• **Working data**:

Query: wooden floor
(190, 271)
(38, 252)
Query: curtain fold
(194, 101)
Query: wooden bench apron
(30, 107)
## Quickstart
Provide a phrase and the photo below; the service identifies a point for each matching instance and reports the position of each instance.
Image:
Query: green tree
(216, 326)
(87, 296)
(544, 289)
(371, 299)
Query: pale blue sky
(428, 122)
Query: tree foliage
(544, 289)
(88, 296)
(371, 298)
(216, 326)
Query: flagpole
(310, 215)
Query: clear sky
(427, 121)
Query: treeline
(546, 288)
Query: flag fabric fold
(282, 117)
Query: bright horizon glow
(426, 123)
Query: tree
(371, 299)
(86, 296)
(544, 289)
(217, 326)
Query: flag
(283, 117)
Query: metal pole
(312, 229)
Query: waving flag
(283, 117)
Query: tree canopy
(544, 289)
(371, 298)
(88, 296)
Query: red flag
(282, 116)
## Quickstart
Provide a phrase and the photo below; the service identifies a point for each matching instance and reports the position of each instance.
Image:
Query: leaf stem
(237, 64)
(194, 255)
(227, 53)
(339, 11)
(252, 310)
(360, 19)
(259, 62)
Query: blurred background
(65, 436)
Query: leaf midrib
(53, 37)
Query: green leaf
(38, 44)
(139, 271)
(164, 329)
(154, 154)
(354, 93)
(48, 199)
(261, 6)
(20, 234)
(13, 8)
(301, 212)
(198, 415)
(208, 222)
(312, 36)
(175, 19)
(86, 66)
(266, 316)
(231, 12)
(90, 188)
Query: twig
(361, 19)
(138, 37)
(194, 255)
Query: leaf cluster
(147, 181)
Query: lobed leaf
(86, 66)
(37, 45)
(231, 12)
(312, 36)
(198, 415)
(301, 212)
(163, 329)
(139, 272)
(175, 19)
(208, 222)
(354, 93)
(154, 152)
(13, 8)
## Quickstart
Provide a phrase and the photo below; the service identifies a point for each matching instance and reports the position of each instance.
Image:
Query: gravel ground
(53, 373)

• **Work to complete**: Keeping each line exactly as it is, retype all of the data.

• **Solved exercise**:
Query: wooden floor
(190, 271)
(38, 252)
Query: curtain fold
(194, 101)
Query: wooden bench apron
(30, 107)
## Quickstart
Provide a phrase and the photo below; the service identifies a point for each matching instance and reports the position of each instance.
Image:
Query: green tree
(216, 326)
(87, 296)
(544, 289)
(371, 299)
Query: pale blue sky
(428, 122)
Query: tree foliage
(544, 289)
(88, 296)
(371, 298)
(216, 326)
Query: flagpole
(310, 215)
Query: clear sky
(427, 121)
Query: treeline
(546, 288)
Query: flag fabric fold
(282, 117)
Query: bright horizon glow
(426, 123)
Query: tree
(371, 299)
(86, 296)
(544, 289)
(217, 326)
Query: flag
(283, 117)
Query: metal pole
(312, 229)
Query: waving flag
(283, 117)
Query: tree canopy
(544, 289)
(371, 298)
(88, 296)
Query: red flag
(282, 116)
## Quickstart
Provide a phrase and the photo below; the service identifies a point for each matching instance and reports the position of each instance.
Image:
Query: leaf stem
(237, 64)
(194, 255)
(227, 53)
(339, 11)
(252, 310)
(360, 19)
(259, 62)
Query: blurred background
(65, 436)
Query: leaf midrib
(53, 37)
Query: green leaf
(38, 44)
(139, 271)
(164, 329)
(154, 154)
(354, 93)
(48, 199)
(261, 6)
(20, 234)
(13, 8)
(301, 212)
(198, 415)
(208, 222)
(312, 36)
(175, 19)
(86, 66)
(266, 316)
(231, 12)
(90, 188)
Query: twig
(361, 19)
(138, 37)
(194, 255)
Query: leaf cluster
(147, 181)
Query: lobed leaf
(86, 66)
(37, 45)
(231, 12)
(312, 36)
(198, 415)
(301, 212)
(163, 329)
(139, 272)
(175, 19)
(208, 222)
(354, 93)
(154, 152)
(13, 8)
## Quickstart
Provide a phrase and the photo below; the service identifies a point for each matching instance and reports the position of each instance.
Image:
Query: gravel ground
(53, 373)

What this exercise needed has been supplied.